**JOB**
Update the text on Shoko Fujibayashi from "Shoko Fujibayashi (藤林" to "and Miho Kanno." by changing "soundtracks" to "scores", and write out that whole stretch.

= Shoko Fujibayashi =

Japanese lyricist (born 1972)

Shoko Fujibayashi (藤林 聖子, Fujibayashi Shōko) is a Japanese lyricist who has written the lyrics for several tokusatsu television series' theme songs. Most recently, Fujibayashi has worked with Shuhei Naruse on the soundtracks of Kamen Rider Den-O, Kamen Rider Kiva, and their films. She has also worked with Nana Mizuki, May'n, BoA, Ken Hirai, Sowelu, 2PM, Mikuni Shimokawa, Crystal Kay, Beni Arashiro, Daisuke Hasegawa, Issa of Da Pump, Lead, and Miho Kanno.

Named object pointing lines

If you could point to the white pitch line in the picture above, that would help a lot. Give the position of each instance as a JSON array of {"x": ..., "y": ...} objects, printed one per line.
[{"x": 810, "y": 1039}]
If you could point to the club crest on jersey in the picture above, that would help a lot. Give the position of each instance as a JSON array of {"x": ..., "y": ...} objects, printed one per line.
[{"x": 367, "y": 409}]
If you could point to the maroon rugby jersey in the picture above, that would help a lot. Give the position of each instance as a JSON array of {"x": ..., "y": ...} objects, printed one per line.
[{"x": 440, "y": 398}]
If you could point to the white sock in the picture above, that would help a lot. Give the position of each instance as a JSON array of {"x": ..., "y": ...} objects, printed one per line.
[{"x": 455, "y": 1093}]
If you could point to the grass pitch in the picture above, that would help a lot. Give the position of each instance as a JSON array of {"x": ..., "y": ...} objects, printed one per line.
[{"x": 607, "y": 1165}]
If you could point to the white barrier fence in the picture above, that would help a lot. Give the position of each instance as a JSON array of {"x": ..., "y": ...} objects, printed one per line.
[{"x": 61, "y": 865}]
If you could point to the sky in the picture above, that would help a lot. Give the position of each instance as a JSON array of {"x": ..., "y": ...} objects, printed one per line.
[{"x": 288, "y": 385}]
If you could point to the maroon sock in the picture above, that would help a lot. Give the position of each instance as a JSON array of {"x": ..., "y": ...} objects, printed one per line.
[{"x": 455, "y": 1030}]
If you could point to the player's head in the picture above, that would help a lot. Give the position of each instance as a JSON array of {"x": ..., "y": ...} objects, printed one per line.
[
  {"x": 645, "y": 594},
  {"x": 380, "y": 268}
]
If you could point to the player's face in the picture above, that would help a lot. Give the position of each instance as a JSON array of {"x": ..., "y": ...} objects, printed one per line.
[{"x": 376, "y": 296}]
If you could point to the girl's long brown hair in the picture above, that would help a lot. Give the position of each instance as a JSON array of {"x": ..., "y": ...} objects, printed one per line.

**SOLUTION BELOW**
Shoko Fujibayashi (藤林 聖子, Fujibayashi Shōko) is a Japanese lyricist who has written the lyrics for several tokusatsu television series' theme songs. Most recently, Fujibayashi has worked with Shuhei Naruse on the scores of Kamen Rider Den-O, Kamen Rider Kiva, and their films. She has also worked with Nana Mizuki, May'n, BoA, Ken Hirai, Sowelu, 2PM, Mikuni Shimokawa, Crystal Kay, Beni Arashiro, Daisuke Hasegawa, Issa of Da Pump, Lead, and Miho Kanno.